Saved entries
####################
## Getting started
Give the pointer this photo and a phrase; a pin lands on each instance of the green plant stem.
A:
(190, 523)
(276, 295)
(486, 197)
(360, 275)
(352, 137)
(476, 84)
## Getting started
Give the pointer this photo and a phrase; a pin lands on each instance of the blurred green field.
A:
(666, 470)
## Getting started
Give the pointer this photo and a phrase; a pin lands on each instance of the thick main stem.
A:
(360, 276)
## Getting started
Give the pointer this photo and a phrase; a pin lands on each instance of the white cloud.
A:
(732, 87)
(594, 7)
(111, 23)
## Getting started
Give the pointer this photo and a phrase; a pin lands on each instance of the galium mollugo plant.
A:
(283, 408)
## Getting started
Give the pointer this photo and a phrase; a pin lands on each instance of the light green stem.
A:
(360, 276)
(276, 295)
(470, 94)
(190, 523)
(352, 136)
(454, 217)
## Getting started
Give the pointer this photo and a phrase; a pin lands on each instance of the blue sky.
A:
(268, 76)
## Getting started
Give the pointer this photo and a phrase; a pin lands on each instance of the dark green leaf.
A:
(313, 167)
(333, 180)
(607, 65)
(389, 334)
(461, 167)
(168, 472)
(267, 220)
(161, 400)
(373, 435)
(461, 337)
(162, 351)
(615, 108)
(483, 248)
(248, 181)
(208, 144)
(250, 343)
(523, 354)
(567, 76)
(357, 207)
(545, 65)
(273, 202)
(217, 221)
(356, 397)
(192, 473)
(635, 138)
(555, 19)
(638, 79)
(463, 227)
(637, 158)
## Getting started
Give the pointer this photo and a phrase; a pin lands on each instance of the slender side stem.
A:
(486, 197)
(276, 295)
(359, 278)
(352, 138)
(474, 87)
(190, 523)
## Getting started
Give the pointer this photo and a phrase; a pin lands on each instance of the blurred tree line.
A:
####################
| WHAT THE TASK REQUIRES |
Every word in the records must appear in your copy exactly as it does above.

| SOLUTION FOR THIS TASK |
## Getting started
Give the pointer this photo and a phrase; a pin lands on each instance of the green plant stem.
A:
(190, 523)
(276, 295)
(486, 197)
(360, 275)
(352, 137)
(476, 84)
## Getting started
Give the pointer this photo and a phrase; a pin lands on each instance of the blurred green field.
A:
(666, 470)
## Getting started
Give the pointer this photo and a phrase; a pin lands on each instance of the thick main stem.
A:
(360, 276)
## Getting started
Give the pointer this photo and a phrase; a pin lands on each instance of the white cloud.
A:
(732, 87)
(594, 7)
(111, 23)
## Getting started
Give the pointer this photo and a phrase; a pin lands on each instance of the galium mollugo plant.
A:
(283, 408)
## Getting started
Give the pointer this photo and a phrase; a pin lands on each instance of the light green stem.
A:
(360, 276)
(276, 295)
(470, 94)
(190, 523)
(352, 136)
(454, 217)
## Getting started
Give the pointer this photo and a phrase; a pin lands on each instance of the blue sky.
A:
(268, 76)
## Getting started
Give the pointer this photo and a phrase; a pin lands on each instance of the dark green leaf.
A:
(313, 167)
(333, 180)
(607, 65)
(389, 334)
(461, 167)
(168, 472)
(267, 220)
(161, 400)
(373, 435)
(461, 337)
(162, 351)
(615, 108)
(483, 248)
(248, 181)
(208, 144)
(250, 343)
(523, 354)
(567, 76)
(357, 207)
(545, 65)
(273, 202)
(217, 221)
(356, 397)
(192, 473)
(635, 138)
(555, 19)
(638, 79)
(463, 227)
(637, 158)
## Getting started
Give the pointer this photo and a phrase; a pin lands on each instance of the slender side stem.
A:
(486, 197)
(276, 295)
(359, 278)
(352, 138)
(474, 87)
(190, 523)
## Getting started
Give the pointer this photo and a phrase; a pin lands on each instance of the blurred tree line.
A:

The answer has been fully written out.